__EXERCÍCIOS A FAZER__:
[1] Responda com base no texto sobre a ivermectina:
(a) Que três coisas a ivermectina combate?
(b) Em que tipo de países ela virou coqueluche?
(c) O que o brasileiro acredita que o sol escaldante faz?
[2] Diga se cada afirmação concorda com o texto sobre a ivermectina e cite as palavras que decidem:
(a) A ivermectina previne a Covid.
(b) O brasileiro acredita em horóscopo.
(c) O texto afirma que Bolsonaro vai parar de sabotar a democracia.
[3] Por favor, escreva a continuação do texto sobre a ivermectina a partir da última frase.

__TRECHO DO DOCUMENTO__:
☆ ☆ ☆ ☆ ☆ ☆ ☆

A ivermectina combate piolho, sarna, vermes. Não previne nem ameniza a Covid. Virou coqueluche em alguns países subdesenvolvidos. Quem se cura acha que foi por causa do vermífugo. | Foto de leitor |
O brasileiro adora acreditar. Acredita que o sol escaldante mata o coronavírus. Acredita que Bolsonaro vai cair em si depois do impeachment de Trump na Câmara – e que vai parar de sabotar a vida, a floresta, a ética, a compostura, as mulheres, o voto, o Banco do Brasil, a Polícia Federal e a democracia. (Não vai). O brasileiro acredita em horóscopo. E acredita que vermífugos e remédios para piolho ajudam a evitar e amenizar a infecção por Covid.

☆ ☆ ☆ ☆ ☆ ☆ ☆

__DADOS DISPONÍVEIS__:
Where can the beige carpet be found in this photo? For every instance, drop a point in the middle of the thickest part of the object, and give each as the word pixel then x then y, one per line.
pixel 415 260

☆ ☆ ☆ ☆ ☆ ☆ ☆

__RESPOSTAS DOS EXERCÍCIOS__:
[1]
(a) Piolho, sarna e vermes.
(b) Em alguns países subdesenvolvidos.
(c) Que mata o coronavírus.

[2]
(a) Não: "Não previne nem ameniza a Covid."
(b) Sim: "O brasileiro acredita em horóscopo."
(c) Não: "(Não vai)."

[3]
Não importa que nenhum país sério acredite. Não importa que a eficácia não tenha sido comprovada. Alguns médicos e uma turma de pacientes ricos e instruídos se apegam à ivermectina para “fortalecer o organismo” contra o vírus que matou mais de 200 mil só no Brasil. Já vi gente viajando para a Europa, com diploma de ensino superior, passaporte europeu...e caixas de ivermectina na bagagem. Agora, pensa: se desse certo, o mundo não teria adotado? O Brasil vai na contramão do conhecimento. Somos os campeões da autoestima inflada. Não precisamos da Ford. Nem da China.
É barato a ivermectina, dizem. Por que não? Brasileiro adora um amuleto. E adora um remédio, é de nossa cultura. Doutor, me passa uma receita? O Annita (que contém nitazoxanida) não vingou nem no Ministério da Saúde, que desistiu depois de gastar R$ 5 milhões em estudos. Mas Bolsonaro crê no Annita. Faz propaganda. Ele acredita também que o uso de máscara afeta a medição no oxímetro, aquele aparelhinho de dedo que calcula saturação de oxigênio no sangue. Vexame. Contra o analfabetismo funcional no Planalto, não há vacina.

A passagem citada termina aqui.